(Exercise A)
Copy out the rows from their first line through the line holding "[[387, 13]]", inclusive.

(Quoted text)
▶

We Visited a “Full Contact Gunfight Arena” in Las Vegas to Ask: Has Anything Changed?

Did the massacre change any opinions about gun safety?

Al Kamalizad/Mother Jones

In addition to interviewing gun control advocates who were demonstrating in Las Vegas on Wednesday nightMother Jones filmmaker Al Kamalizad also focused his camera on a local business-owner who works with guns every day. We wanted to know: Will the massacre change any of his opinions on the gun control debate?

Earlier on Wednesday, we went to Las Vegas Gunfights, a company that sells tactical training sessions and simulated “gunfight experiences for tourists,” to speak to businessman Nephi Oliva about his reactions to the Las Vegas massacre and his starkly different take on gun regulations.

“We can have a serious discussion about gun control, but first, take the guns away from the criminals,” Oliva said. “Then take the guns away from crooked police officers. Then take them away from crooked politicians, and tyrannical government officials. Once you’ve done all that, I will gladly hand my guns over.”

◀

(Dataset records)
▶

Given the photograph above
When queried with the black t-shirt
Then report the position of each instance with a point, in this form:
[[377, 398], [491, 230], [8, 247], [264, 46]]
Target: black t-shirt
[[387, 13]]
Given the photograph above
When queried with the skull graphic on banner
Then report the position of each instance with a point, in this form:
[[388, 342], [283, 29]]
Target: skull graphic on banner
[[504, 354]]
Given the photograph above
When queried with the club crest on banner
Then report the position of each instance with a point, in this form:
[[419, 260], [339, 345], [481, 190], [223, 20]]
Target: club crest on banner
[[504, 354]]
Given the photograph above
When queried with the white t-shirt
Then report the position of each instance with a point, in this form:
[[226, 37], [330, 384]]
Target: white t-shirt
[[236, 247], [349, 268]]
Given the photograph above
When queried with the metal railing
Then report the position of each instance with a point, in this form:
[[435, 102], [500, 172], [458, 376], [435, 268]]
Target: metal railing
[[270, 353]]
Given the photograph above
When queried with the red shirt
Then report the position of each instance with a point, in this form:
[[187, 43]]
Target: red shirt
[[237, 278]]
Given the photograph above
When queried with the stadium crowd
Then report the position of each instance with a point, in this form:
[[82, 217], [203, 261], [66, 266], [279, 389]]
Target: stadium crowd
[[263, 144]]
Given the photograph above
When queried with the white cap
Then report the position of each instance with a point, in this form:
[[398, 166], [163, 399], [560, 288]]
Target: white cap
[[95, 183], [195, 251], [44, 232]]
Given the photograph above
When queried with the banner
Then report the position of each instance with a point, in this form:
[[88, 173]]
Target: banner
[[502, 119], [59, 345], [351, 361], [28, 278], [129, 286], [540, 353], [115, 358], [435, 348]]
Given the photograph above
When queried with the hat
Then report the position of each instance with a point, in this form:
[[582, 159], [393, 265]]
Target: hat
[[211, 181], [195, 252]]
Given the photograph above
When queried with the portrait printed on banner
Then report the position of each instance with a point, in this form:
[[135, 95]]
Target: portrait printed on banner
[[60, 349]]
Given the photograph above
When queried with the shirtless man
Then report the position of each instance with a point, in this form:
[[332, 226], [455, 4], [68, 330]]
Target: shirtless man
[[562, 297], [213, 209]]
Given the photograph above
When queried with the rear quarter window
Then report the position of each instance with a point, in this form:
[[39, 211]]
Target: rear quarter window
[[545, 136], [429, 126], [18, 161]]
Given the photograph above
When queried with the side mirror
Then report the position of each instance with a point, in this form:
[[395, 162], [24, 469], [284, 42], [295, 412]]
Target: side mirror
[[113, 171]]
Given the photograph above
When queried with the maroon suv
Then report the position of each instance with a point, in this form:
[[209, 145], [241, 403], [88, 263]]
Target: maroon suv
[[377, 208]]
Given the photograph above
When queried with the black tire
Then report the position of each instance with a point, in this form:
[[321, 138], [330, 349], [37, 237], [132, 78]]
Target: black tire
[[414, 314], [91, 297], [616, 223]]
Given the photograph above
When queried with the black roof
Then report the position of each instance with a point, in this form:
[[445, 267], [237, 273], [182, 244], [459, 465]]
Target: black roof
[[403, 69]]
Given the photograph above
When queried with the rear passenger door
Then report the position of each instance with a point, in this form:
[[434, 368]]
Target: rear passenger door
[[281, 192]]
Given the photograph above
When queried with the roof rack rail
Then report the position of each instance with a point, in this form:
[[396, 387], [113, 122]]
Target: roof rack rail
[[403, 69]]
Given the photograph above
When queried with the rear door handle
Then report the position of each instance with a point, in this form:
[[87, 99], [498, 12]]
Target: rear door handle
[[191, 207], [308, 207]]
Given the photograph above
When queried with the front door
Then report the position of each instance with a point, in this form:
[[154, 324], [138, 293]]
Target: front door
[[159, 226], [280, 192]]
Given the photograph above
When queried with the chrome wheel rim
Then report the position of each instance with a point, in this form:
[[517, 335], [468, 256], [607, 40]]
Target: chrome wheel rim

◀

(Exercise B)
Using the article about the Las Vegas gunfight arena, answer yes or no to each statement and quote the words that decide it: (i) The filmmaker was Al Kamalizad. (ii) The visit to Las Vegas Gunfights took place on a Thursday. (iii) Oliva said he would hand over his guns once criminals alone had been disarmed.

(Complete response A)
Given the photograph above
When queried with the black t-shirt
Then report the position of each instance with a point, in this form:
[[377, 398], [491, 230], [8, 247], [264, 46]]
Target: black t-shirt
[[387, 13]]

(Complete response B)
(i) Yes: "Mother Jones filmmaker Al Kamalizad"
(ii) No: "Earlier on Wednesday, we went to Las Vegas Gunfights"
(iii) No: "Then take the guns away from crooked police officers."